» **Excerpt to read**:
Content starts
That would be the easiest way. you can get a decent DVD recorder from Walmart for under $80 or a DVD recorder/VCR combo for under $100. They are cheap but they work very well. Better than the two Phillips burners I've had for the last 3 years. The only advantage with my Phillips was they recorded the audio in DD2.0
Most burners record the audio in stereo PCM.
It seems like it would be a long process to go from the S3 to the S2 to the PC to a DVD. Just go straight from the S3 to a DVD. The picture quality is excellent for being a DVD.


----------



## dwlawhorn (Jan 1, 2009)

On the front of the series 3 box you will note that 2/3's of the right front is a silver rectangle with a dark plastic rectangular cover in the middle that has some indicator lights that show through it. The center of the IR receiver is about 3 7/8 inches from the left edge of the dark plastic strip which covers the indicator status lights.


----------



## redtape (Oct 14, 2003)

dwlawhorn said:


> On the front of the series 3 box you will note that 2/3's of the right front is a silver rectangle with a dark plastic rectangular cover in the middle that has some indicator lights that show through it. The center of the IR receiver is about 3 7/8 inches from the left edge of the dark plastic strip which covers the indicator status lights.


You do realize that this is a 2+ year old thread?


----------



## Adam1115 (Dec 15, 2003)
Content ends
» **Problem 1**: Write down the part of the forum thread that begins at the words "It seems like" and ends after the words "being a DVD.".
The forum thread and the saved entries are unrelated to each other.

(Saved entries)
Content starts
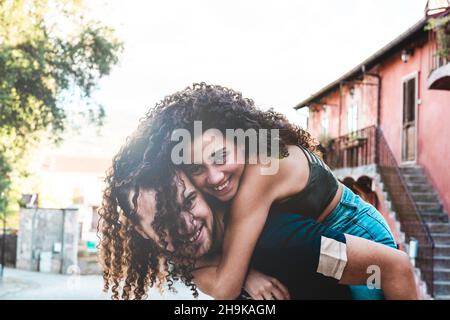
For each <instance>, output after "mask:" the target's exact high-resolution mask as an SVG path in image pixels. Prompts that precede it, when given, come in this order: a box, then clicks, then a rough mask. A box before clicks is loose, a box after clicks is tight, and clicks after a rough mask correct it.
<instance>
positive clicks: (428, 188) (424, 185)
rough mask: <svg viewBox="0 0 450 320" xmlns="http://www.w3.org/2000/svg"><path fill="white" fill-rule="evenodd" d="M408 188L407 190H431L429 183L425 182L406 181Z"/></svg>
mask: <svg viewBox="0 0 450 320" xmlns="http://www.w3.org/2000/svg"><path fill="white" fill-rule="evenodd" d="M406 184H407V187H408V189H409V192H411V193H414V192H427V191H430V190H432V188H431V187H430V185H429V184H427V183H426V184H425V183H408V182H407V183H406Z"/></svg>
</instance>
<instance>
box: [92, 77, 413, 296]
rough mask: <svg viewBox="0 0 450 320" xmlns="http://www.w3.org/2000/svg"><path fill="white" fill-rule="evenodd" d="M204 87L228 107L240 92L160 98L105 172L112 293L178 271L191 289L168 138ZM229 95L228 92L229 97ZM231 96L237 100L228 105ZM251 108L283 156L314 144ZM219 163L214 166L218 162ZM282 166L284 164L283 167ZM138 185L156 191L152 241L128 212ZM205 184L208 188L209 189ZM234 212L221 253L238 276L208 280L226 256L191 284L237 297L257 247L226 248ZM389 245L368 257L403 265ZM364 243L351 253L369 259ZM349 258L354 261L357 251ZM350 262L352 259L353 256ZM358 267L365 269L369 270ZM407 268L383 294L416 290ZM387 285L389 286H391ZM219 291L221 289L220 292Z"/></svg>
Content ends
» **Problem 2**: Report each line of the entries that contains the word "fill", copying every such line in full.

» **Answer 1**:
It seems like it would be a long process to go from the S3 to the S2 to the PC to a DVD. Just go straight from the S3 to a DVD. The picture quality is excellent for being a DVD.

» **Answer 2**:
rough mask: <svg viewBox="0 0 450 320" xmlns="http://www.w3.org/2000/svg"><path fill="white" fill-rule="evenodd" d="M408 188L407 190H431L429 183L425 182L406 181Z"/></svg>
mask: <svg viewBox="0 0 450 320" xmlns="http://www.w3.org/2000/svg"><path fill="white" fill-rule="evenodd" d="M406 184H407V187H408V189H409V192H411V193H414V192H427V191H430V190H432V188H431V187H430V185H429V184H427V183H426V184H425V183H408V182H407V183H406Z"/></svg>
rough mask: <svg viewBox="0 0 450 320" xmlns="http://www.w3.org/2000/svg"><path fill="white" fill-rule="evenodd" d="M204 87L228 107L240 92L160 98L105 172L112 293L178 271L191 289L168 138ZM229 95L228 92L229 97ZM231 96L237 100L228 105ZM251 108L283 156L314 144ZM219 163L214 166L218 162ZM282 166L284 164L283 167ZM138 185L156 191L152 241L128 212ZM205 184L208 188L209 189ZM234 212L221 253L238 276L208 280L226 256L191 284L237 297L257 247L226 248ZM389 245L368 257L403 265ZM364 243L351 253L369 259ZM349 258L354 261L357 251ZM350 262L352 259L353 256ZM358 267L365 269L369 270ZM407 268L383 294L416 290ZM387 285L389 286H391ZM219 291L221 289L220 292Z"/></svg>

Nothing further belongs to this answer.